**EXCERPT TO READ:**
-- START --

I wonder what is the version of /usr/local/lib/python3.6/dist-packages/gast

From the error log, it could be the new gast, which is not compatible with pythran-0.9.3.post1

It seems strange that /tmp/pip-build-env-924w_3mx/overlay/lib/python3.6/site-packages/pythran uses /usr/local/lib/python3.6/dist-packages/gast during an isolated build of pylandstats (using pep517)...

CWen001 commented 4 years ago

Thank you very much. Now I can use pip to install pylandstats on Colab without any problem.

!pip install pylandstats can successfully install version 1.1.1. !pip install pylandstats==2.0.0b1 can successfully install version 2.0.0b1.

martibosch commented 4 years ago

Sorry for the delay in my response regarding the performance. Here it goes.

I see a big issue regarding the use of Dask arrays: Dask splits arrays into chunks, which in our case, would break the patches and therefore distort the metrics. If you do not mind such distortion, any raster file can be splitted into tiles outside PyLandStats and then each tile can be instantiated as a Landscape object and analyzed (also in parallel). This would be similar to the "zonal statistics" featured in the LecoS QGIS plugin.

In any case, there is room for performance improvements, especially since the metrics are computed for each class separately (see the numerous for class_val in self.classes spread throughout landscape.py. These loops are in fact embarrassingly parallel and significant speed-ups can be achieved (e.g., the file 000E00N.tif of your dataset has 9 distinct land use classes, so in theory speed-ups could be up to x9).

I have explored the file 000E00N.tif of your dataset in my desktop computer, the same machine used in the "performance notes" notebook, and I see room for a 216 s speed-up by caching the results to each call to scipy.ndimage.label.

Unluckily, the computation of the euclidean nearest neighbour and pixel adjacency matrix (needed for several edge metrics and the contagion) cannot be parallelized so easily.

-- END --

**STATED EXERCISE 1:** Reproduce the PyLandStats thread word for word, starting with "I wonder what" and going on through "pylandstats (using pep517)...".
**STATED EXERCISE 2:** Write the next stretch of the PyLandStats discussion, picking up right after its last sentence.

**DATASET SECTION:**
-- START --

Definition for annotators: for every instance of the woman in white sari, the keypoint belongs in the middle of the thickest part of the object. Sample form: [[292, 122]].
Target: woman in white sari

-- END --

**EXERCISE ANSWER 1:**
I wonder what is the version of /usr/local/lib/python3.6/dist-packages/gast

From the error log, it could be the new gast, which is not compatible with pythran-0.9.3.post1

It seems strange that /tmp/pip-build-env-924w_3mx/overlay/lib/python3.6/site-packages/pythran uses /usr/local/lib/python3.6/dist-packages/gast during an isolated build of pylandstats (using pep517)...

**EXERCISE ANSWER 2:**
I have drafted some ideas here in case anybody feels adventurous. I could try to implement the two trivial improvements noted above in a separate branch and notify you when I push the changes. It shouldn't take me much time and you can experiment with it. Nevertheless, I cannot promise improving the overall performance if you need the euclidean nearest neighbour and the adjacency matrix (these are more complicated and I do not have much time since I am in the last year of my PhD).

I hope this helps somehow. In any case, thank you for using PyLandStats. Cheers, Martí

CWen001 commented 4 years ago

Dear Martí,

Thank you very much for your thoughts. Now I see the point that the use case from Dask calculating NDVI is different from the landscape metrics, as the pixel value does not have to consider patches. I spent some time searching but indeed cannot find the use case of Xarray (and the PANGEO) computing landscape metrics. However, as the Colab can use Pylandstats now, using cloud infrastructure seems to be a way to mitigate much heavy computation. As from non-technical background, I'm happy that the ease of this package can pull me from GUI tools to stay in the Python ecosystem. I would keep using it and hope one day I can contribute as coding skills grow.

I'm changing the issue title from [feature request] to [feature thought], and closing as all questions answered. Thank you.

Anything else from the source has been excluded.